> YOUR INSTRUCTIONS: Pick out every line in the listing below that contains the string "blue", treating uppercase and lowercase as different.

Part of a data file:
====

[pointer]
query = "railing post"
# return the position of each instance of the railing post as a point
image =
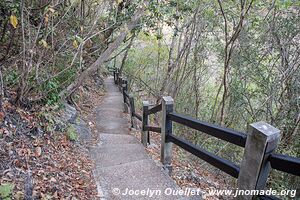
(132, 111)
(145, 122)
(124, 89)
(114, 73)
(120, 84)
(166, 129)
(261, 142)
(117, 77)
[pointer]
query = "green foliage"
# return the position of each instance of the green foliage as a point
(6, 190)
(72, 134)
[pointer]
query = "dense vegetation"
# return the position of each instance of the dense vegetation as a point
(226, 62)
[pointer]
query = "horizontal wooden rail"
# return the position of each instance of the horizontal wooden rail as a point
(224, 165)
(154, 109)
(285, 163)
(226, 134)
(153, 129)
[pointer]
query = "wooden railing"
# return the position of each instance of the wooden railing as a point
(259, 143)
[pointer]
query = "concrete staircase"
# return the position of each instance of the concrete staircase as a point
(121, 161)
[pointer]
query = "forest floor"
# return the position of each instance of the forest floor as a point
(38, 159)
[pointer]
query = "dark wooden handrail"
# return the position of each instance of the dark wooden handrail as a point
(224, 165)
(285, 163)
(226, 134)
(154, 109)
(153, 129)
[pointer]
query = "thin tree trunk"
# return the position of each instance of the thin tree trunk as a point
(104, 56)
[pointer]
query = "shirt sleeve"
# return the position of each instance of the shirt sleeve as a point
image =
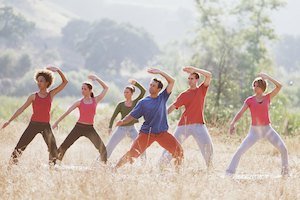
(268, 97)
(137, 111)
(179, 101)
(203, 89)
(248, 101)
(143, 91)
(115, 114)
(165, 94)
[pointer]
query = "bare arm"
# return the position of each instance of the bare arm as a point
(205, 73)
(59, 88)
(168, 78)
(237, 117)
(278, 85)
(115, 114)
(124, 121)
(138, 85)
(99, 97)
(20, 110)
(75, 105)
(171, 108)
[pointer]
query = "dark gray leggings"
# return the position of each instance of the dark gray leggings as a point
(87, 131)
(31, 131)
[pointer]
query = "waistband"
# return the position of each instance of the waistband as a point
(84, 125)
(40, 123)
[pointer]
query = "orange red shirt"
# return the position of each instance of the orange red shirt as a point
(259, 110)
(193, 100)
(87, 112)
(41, 108)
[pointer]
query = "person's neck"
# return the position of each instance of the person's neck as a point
(43, 91)
(128, 100)
(259, 95)
(192, 87)
(153, 95)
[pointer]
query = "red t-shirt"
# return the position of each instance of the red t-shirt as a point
(193, 101)
(87, 111)
(41, 108)
(259, 110)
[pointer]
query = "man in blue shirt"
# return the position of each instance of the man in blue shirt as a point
(155, 128)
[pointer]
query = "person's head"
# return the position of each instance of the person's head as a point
(193, 79)
(259, 85)
(155, 86)
(44, 79)
(87, 89)
(128, 91)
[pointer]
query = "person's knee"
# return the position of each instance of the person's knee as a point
(283, 150)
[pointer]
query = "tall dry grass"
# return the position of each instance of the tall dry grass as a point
(32, 179)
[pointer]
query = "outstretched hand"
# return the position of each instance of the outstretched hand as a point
(132, 81)
(92, 77)
(153, 71)
(264, 76)
(188, 69)
(231, 129)
(52, 68)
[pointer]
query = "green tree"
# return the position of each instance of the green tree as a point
(106, 44)
(231, 41)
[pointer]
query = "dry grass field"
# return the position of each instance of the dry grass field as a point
(82, 177)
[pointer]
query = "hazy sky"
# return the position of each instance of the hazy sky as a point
(166, 19)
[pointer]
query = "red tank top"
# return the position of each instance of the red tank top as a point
(87, 112)
(41, 108)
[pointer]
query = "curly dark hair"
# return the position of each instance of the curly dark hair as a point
(131, 88)
(46, 74)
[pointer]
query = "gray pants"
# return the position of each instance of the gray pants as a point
(200, 134)
(118, 135)
(256, 133)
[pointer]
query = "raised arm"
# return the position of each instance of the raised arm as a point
(103, 84)
(138, 85)
(205, 73)
(171, 108)
(168, 78)
(237, 117)
(59, 88)
(20, 110)
(124, 121)
(75, 105)
(278, 85)
(113, 117)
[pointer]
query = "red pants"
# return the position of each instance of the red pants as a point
(164, 139)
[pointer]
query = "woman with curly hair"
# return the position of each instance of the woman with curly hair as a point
(85, 124)
(261, 125)
(41, 104)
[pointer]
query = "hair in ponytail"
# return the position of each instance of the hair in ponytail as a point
(131, 88)
(90, 86)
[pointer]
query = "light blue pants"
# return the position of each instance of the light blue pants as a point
(118, 135)
(256, 133)
(200, 134)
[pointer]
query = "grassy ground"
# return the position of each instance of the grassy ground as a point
(33, 180)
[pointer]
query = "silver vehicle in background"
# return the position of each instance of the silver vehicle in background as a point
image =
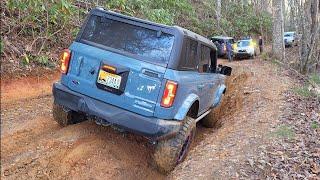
(290, 39)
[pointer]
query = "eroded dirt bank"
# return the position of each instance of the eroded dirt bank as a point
(34, 146)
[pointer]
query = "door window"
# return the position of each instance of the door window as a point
(204, 64)
(190, 61)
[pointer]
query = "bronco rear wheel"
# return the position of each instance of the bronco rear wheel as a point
(172, 152)
(65, 116)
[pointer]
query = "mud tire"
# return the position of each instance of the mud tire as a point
(171, 152)
(65, 117)
(212, 120)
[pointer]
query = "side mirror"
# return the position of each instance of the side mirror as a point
(225, 70)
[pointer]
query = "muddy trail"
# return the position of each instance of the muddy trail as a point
(33, 146)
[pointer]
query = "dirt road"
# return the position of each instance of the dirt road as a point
(34, 146)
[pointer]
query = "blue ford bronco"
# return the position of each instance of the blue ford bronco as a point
(151, 79)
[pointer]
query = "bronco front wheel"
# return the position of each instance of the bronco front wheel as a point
(172, 152)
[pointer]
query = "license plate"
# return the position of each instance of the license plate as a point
(108, 79)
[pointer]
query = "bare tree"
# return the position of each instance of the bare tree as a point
(218, 12)
(278, 30)
(309, 55)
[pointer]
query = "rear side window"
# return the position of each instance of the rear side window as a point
(154, 46)
(190, 60)
(205, 59)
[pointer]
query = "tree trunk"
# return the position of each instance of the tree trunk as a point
(310, 37)
(278, 50)
(218, 11)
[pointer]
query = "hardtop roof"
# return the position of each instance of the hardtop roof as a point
(182, 31)
(222, 37)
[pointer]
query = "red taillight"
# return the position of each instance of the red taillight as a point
(169, 94)
(65, 59)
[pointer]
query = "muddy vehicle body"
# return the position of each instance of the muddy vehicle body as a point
(144, 77)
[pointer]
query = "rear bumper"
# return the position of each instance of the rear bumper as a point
(151, 127)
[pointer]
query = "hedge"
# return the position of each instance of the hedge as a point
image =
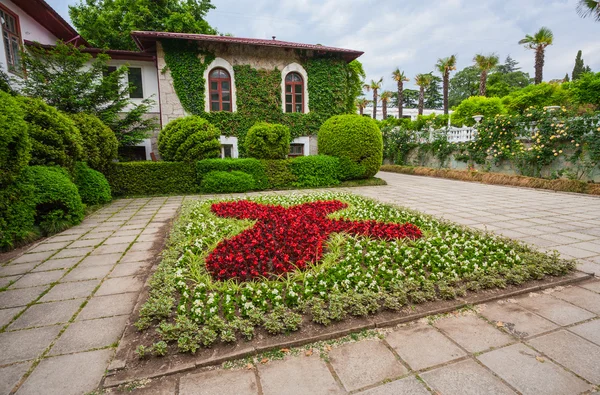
(316, 171)
(356, 140)
(252, 166)
(227, 182)
(267, 141)
(15, 145)
(99, 142)
(92, 185)
(152, 178)
(57, 201)
(189, 139)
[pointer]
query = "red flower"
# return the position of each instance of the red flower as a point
(286, 239)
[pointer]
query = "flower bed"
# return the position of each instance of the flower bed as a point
(271, 263)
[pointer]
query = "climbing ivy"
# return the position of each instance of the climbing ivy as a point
(258, 96)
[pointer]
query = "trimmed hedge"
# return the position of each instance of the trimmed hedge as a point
(227, 182)
(316, 171)
(15, 145)
(17, 212)
(356, 140)
(92, 185)
(152, 178)
(57, 201)
(99, 142)
(54, 138)
(189, 139)
(267, 141)
(279, 173)
(252, 166)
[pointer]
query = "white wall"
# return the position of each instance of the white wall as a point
(30, 30)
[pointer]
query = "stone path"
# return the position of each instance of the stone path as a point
(65, 303)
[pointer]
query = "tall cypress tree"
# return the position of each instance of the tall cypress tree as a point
(578, 69)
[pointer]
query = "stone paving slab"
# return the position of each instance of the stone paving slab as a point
(465, 378)
(364, 363)
(421, 346)
(518, 365)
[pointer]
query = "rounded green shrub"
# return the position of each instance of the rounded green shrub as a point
(356, 141)
(227, 182)
(92, 185)
(267, 141)
(15, 146)
(17, 213)
(54, 138)
(189, 139)
(99, 142)
(57, 201)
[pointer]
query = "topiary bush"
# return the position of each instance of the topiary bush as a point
(315, 171)
(15, 146)
(227, 182)
(54, 138)
(356, 141)
(189, 139)
(17, 213)
(252, 166)
(268, 141)
(57, 201)
(152, 178)
(92, 185)
(99, 142)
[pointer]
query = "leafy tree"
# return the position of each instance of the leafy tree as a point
(538, 42)
(374, 86)
(445, 66)
(485, 64)
(463, 85)
(423, 81)
(74, 82)
(400, 79)
(108, 23)
(385, 98)
(587, 8)
(579, 67)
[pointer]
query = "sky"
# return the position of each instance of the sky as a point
(413, 34)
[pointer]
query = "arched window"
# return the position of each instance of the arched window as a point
(220, 90)
(294, 93)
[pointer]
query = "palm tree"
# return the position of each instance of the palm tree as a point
(362, 104)
(589, 8)
(400, 79)
(374, 86)
(445, 66)
(423, 81)
(385, 98)
(485, 64)
(538, 42)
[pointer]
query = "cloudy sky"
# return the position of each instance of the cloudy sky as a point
(413, 34)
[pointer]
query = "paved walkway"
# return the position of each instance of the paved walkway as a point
(68, 299)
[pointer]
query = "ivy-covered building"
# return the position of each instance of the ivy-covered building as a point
(234, 82)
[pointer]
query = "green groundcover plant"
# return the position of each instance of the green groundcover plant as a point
(354, 276)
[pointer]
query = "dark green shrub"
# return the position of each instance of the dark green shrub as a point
(57, 201)
(99, 142)
(227, 182)
(189, 139)
(15, 146)
(356, 140)
(316, 171)
(92, 185)
(17, 213)
(152, 178)
(279, 173)
(252, 166)
(268, 141)
(54, 138)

====

> FINAL RESULT:
query = "man in blue shirt"
# return the position of each instance of the man in blue shirt as a point
query = "light blue pants"
# return the position of each instance of the light blue pants as a point
query = "blue ford bronco"
# return the position of each instance of the blue ford bronco as a point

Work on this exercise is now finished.